**List of tasks:**
[A] Name every law mentioned in the article on regulatory compliance for healthcare organizations below.
[B] Summarize the article on regulatory compliance for healthcare organizations below in two sentences.

**Selected extract:**
_____

Regulatory Compliance For Healthcare Organizations

 By Jordan MacAvoy, vice president of marketing, Reciprocity Labs.

Jordan MacAvoy
Jordan MacAvoy

There are several regulatory compliance requirements that healthcare organizations must follow. Even so, it’s the Health Insurance Portability and Accountability Act (HIPAA) that gets the most recognition. If your organization is involved in the healthcare industry, you should ensure that it complies with the Health Information Technology for Economic and Clinical Health Act (HITECH) as well.

These two compliance requirements are somehow interrelated. However, HITECH is meant to enhance information technology in the healthcare industry while protecting the security and privacy concerns regarding ePHI. HITECH significantly modified HIPAA and the Social Security Act. Therefore, it can be difficult to understand how these regulatory compliance frameworks complement each other.

_____

**Data extract:**
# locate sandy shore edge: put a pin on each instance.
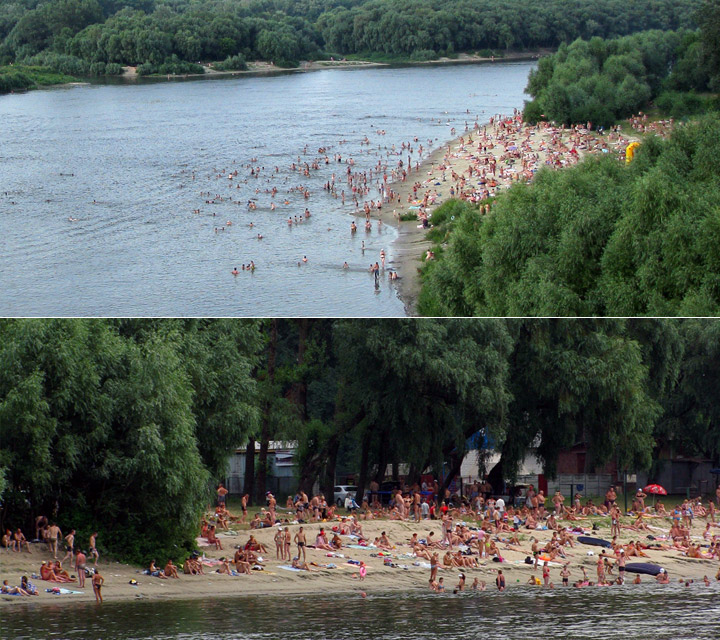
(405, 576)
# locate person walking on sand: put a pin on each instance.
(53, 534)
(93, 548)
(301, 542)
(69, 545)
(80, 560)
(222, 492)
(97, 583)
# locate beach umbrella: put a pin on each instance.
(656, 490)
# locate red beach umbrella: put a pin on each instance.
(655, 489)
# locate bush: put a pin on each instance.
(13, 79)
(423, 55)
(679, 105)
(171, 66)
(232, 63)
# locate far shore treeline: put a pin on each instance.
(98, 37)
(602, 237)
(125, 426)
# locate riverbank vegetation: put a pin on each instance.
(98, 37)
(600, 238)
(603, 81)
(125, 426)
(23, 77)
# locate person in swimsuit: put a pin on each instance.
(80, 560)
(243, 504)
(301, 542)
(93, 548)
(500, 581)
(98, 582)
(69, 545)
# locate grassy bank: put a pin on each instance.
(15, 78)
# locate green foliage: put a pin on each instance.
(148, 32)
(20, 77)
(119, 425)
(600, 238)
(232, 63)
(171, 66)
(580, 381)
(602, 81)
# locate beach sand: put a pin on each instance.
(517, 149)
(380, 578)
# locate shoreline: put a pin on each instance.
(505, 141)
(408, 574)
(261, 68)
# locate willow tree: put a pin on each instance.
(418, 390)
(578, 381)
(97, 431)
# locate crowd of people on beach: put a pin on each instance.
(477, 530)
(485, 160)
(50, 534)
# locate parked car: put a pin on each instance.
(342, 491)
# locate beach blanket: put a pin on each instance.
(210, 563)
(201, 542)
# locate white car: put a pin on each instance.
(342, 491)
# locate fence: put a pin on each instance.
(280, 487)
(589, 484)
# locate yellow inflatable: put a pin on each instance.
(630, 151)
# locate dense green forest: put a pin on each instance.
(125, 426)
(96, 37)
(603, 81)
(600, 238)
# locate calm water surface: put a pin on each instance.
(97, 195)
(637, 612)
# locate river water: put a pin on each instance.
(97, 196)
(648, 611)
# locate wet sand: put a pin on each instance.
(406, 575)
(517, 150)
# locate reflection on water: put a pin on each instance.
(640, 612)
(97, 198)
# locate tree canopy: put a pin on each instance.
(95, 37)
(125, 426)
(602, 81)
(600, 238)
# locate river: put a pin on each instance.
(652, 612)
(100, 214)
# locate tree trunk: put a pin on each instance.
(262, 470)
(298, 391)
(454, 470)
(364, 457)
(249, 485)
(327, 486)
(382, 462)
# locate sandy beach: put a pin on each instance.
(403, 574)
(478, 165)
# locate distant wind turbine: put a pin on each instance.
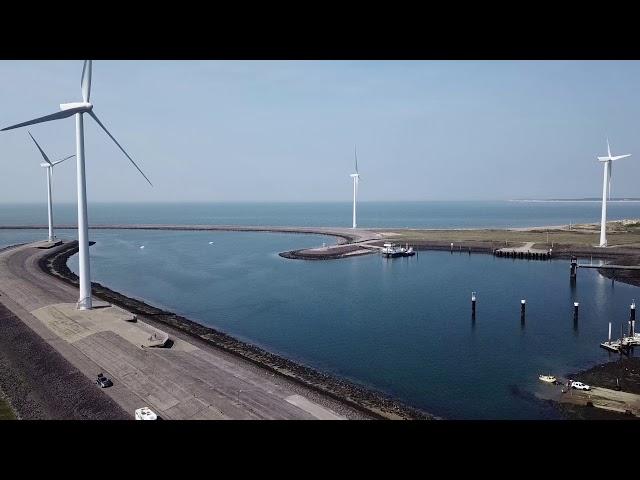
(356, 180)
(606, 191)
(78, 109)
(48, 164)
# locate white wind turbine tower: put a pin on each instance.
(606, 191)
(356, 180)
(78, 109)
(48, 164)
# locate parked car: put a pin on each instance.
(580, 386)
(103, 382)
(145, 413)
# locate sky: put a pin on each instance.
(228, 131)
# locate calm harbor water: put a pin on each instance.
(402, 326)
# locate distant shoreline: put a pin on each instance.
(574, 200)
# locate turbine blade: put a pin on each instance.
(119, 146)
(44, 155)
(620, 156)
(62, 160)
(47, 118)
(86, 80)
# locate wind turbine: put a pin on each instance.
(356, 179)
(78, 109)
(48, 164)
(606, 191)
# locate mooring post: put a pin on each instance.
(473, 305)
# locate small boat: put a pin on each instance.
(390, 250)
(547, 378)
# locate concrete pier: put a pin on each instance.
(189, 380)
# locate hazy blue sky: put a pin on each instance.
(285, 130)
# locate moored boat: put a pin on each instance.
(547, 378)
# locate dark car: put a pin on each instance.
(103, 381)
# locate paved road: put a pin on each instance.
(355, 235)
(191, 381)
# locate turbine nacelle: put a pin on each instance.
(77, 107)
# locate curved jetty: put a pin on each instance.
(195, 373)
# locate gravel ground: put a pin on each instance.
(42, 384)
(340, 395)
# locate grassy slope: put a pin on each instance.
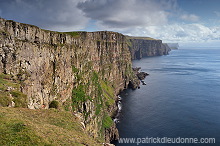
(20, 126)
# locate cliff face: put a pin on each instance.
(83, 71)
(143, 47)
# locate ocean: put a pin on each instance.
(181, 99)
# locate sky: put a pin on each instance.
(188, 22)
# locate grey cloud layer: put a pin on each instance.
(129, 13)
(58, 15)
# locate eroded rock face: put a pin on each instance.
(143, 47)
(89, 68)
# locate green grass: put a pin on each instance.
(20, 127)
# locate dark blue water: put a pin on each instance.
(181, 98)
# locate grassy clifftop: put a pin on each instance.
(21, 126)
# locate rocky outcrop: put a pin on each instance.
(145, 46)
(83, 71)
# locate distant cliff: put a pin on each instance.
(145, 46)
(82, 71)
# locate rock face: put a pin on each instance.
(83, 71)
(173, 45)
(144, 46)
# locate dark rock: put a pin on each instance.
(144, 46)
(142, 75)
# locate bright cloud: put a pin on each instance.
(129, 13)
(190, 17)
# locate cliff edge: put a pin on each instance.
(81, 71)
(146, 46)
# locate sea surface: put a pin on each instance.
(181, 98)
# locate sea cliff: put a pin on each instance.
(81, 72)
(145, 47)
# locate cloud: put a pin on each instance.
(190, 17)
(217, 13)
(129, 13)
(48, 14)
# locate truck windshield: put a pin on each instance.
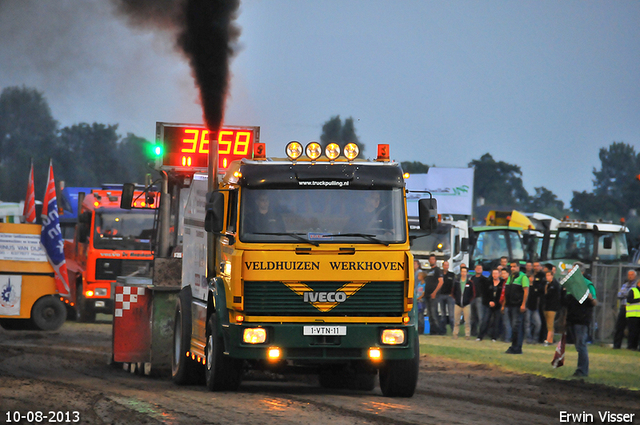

_____

**Results for each task:**
[A]
Health Insurance Portability and Accountability Act (HIPAA)
Health Information Technology for Economic and Clinical Health Act (HITECH)
Social Security Act

[B] Healthcare organizations must follow several regulatory compliance requirements, and while HIPAA gets the most recognition, they should also comply with HITECH. The two are interrelated, but HITECH is meant to enhance information technology in healthcare while protecting ePHI security and privacy, and because it significantly modified HIPAA and the Social Security Act, it can be difficult to understand how the frameworks complement each other.